Could you copy the lines below unchanged, from the start of the items up to and including the line containing "negative clicks: (792, 388) (558, 464)"?

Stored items
============
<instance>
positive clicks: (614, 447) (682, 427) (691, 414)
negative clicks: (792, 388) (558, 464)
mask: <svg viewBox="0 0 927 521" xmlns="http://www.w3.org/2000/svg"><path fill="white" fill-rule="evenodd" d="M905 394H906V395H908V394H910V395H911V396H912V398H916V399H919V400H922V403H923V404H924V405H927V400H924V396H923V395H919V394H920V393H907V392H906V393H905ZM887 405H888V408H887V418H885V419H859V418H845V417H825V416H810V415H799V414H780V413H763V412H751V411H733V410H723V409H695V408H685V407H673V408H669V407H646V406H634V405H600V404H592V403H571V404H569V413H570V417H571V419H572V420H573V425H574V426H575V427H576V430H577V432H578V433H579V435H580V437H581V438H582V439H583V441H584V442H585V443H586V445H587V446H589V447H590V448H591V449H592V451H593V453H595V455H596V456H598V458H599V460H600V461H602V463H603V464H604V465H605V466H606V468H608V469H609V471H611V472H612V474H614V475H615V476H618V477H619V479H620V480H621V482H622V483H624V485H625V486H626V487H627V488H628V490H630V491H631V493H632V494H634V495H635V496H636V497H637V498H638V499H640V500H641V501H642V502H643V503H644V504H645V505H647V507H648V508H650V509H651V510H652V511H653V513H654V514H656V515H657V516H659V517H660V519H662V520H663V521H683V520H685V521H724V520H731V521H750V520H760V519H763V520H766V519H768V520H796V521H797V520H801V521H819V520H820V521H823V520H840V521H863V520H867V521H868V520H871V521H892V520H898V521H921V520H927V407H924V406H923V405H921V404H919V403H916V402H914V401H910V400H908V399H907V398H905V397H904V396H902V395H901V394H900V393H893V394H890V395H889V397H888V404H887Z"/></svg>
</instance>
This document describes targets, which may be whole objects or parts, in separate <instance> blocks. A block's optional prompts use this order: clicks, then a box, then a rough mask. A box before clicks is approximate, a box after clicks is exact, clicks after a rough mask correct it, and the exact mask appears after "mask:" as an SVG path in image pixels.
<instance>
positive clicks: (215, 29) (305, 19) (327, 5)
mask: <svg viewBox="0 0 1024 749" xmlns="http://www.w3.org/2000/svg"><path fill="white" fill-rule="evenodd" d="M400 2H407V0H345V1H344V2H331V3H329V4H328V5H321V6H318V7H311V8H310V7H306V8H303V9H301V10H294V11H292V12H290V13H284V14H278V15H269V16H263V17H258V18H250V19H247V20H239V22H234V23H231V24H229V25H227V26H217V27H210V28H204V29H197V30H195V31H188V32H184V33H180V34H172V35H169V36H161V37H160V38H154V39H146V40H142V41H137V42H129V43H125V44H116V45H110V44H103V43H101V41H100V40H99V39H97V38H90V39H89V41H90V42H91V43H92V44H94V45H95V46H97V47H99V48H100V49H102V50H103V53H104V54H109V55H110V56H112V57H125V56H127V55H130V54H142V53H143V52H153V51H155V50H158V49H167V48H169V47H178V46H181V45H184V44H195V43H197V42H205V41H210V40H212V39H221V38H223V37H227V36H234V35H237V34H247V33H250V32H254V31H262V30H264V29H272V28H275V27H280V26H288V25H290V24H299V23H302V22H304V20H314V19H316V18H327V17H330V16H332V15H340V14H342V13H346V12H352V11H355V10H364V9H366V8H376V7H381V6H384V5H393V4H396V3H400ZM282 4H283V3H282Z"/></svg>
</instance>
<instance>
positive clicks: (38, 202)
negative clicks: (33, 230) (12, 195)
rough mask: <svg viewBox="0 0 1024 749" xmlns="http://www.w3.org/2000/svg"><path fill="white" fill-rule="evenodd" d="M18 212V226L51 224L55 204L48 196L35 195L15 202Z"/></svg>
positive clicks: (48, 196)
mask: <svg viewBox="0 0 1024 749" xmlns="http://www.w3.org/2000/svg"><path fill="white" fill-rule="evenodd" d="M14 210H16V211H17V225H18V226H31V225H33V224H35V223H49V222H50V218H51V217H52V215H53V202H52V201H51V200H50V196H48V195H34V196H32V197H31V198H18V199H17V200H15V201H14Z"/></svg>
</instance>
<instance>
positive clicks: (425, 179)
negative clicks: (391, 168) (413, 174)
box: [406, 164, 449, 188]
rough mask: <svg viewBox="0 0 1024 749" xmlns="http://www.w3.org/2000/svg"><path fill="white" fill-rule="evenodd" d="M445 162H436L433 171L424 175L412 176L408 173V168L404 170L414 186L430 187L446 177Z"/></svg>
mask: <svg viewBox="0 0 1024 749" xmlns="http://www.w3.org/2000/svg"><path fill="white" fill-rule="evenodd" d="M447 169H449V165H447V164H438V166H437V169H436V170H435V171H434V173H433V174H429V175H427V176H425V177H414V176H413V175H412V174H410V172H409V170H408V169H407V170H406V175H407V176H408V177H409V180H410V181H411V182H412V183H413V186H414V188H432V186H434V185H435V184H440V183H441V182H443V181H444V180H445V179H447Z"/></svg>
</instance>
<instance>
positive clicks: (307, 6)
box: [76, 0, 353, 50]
============
▶ _Answer_:
<instance>
positive clicks: (614, 447) (682, 427) (691, 414)
negative clicks: (792, 388) (558, 464)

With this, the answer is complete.